§ Text passage:
+ + + + + + +

Of course, as David is fond of saying, this is a testable hypothesis. We could somehow get independent assessment data — that’s the ever-popular SATs and other pieces of the admissions portfolio — and see how the admitted-prof-kids group does versus others. There’s going to be a big sample-size problem, I bet, because there just aren’t that many facbrat candidates every year. But if you could clear it, I’d put my money on little to no significant difference.
Wise use of a preference for local applicants is fine by me. Unless you really do want to be an ivory tower, an island in the larger community, you’ll want to actively tend your ties to the indirectly associated people around you. Without affecting admissions, Williams can do this by opening programs to the public, hiring locals, etc., but there’s only one way to bring the community into the central mission of the College. That’s to teach them.
I believe the above, but it’s not why I support watching over our local yield. I think every non-profit benefits from remaining not just in but of the society around it. Williams relies heavily on its position in the Purple Valley, the Mountains. Our songs and pride in that would be oddly hollow if it didn’t come with the connection to the people and culture of the area you’d expect. Our history has that, and always having a critical presence of people of the local culture is crucial to our future having it as well. If our college is shaped by its students, we need locally raised people to be some of those shapers.
All these, by the way, are kindred reasons for why I would not favor Williams becoming a demographic reflection of the world’s best rather than the country’s best, as David argues it ought to be when he opposes the international students quota. And, by giving importance to being connected to the local area, I express some comfort with Williams’ being an imperfect reflection of the whole country’s best as well.

+ + + + + + +

§ Recorded information:
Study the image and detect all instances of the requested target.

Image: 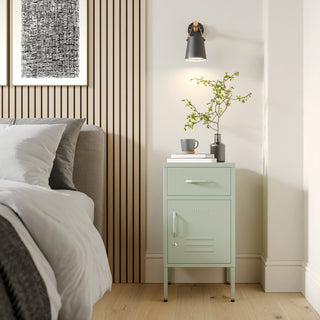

+ + + + + + +

§ Exercise prompt:
Pick up the text about admissions preferences at Williams and continue it from the point where it stops. The material has no connection to the text.

§ Expected output:
January 31st, 2007 at 5:46 pm
Well put, Jon. The Mountains are far more important and meaningful for residents of North Adams, Adams, Williamstown, etc., than they are for Williams students. They are the background of life not for four years, but for generations beyond that. I saw a lot of respect for Williams during the two years I worked in North Adams, Adams, Cheshire, etc., and got a really palpable sense of pride and ownership from anyone who knew or could tell me about a local kid going to the local school. I don’t believe this to necessarily be a given, and I think Williams’ administration (not its students, really) does a pretty solid job reaching out to communities and individuals beyond its own staff and immediate circles. Again, given that I’m coming from the exact opposite perspective of the people’s reaction I’m describing, I could be wrong about this, but that was the sense I had.
January 31st, 2007 at 6:46 pm
Ben- I am a townie. I can tell you that the relationship at the ground level has been strained in the last decade, to the point where it has become more of a monopoly than a relationship. Let me mention two major things indicative of this collapse.
First, the hiring practices of the college. Williams has gotten much more buisness like in its hiring practices. The major working class departments of buildings and grounds and food services, do a lot more part time hiring, have lower wages, cost cutting measures etc. Things that reflect the current climate for the working poor all across the country. This has an obvious effect.
The second is the the way in which Williams has developed the town. In the last decade, major develpoments which lack perspective and any sense of understanding of the landscape have defied any sense of balance. That too, is indicitive of the state of our union. It reflects the absurd and rather brass way in which the wealthy have cut their ties with the people and landscape around them, and subjigated the nation to a class system through corrupt politics and a global economy. I would point to Jim Webbs (Democrats) response to the State of the Union.
In short, Williams is struggling now more than ever to keep its connection to the town. A sense of balance with the landscape and the local community has been lost. Most of the working poor who work for Williams, no longer live in Williamstown. As stated, all of this pressure is a microcosm of the lager American demographic. Anything the college can do to help locals,with things like scholarships… helps. A complete review is needed, really… if Williams is going to keep any sense of identity with landscape and locals.
January 31st, 2007 at 7:17 pm
Hey PTC.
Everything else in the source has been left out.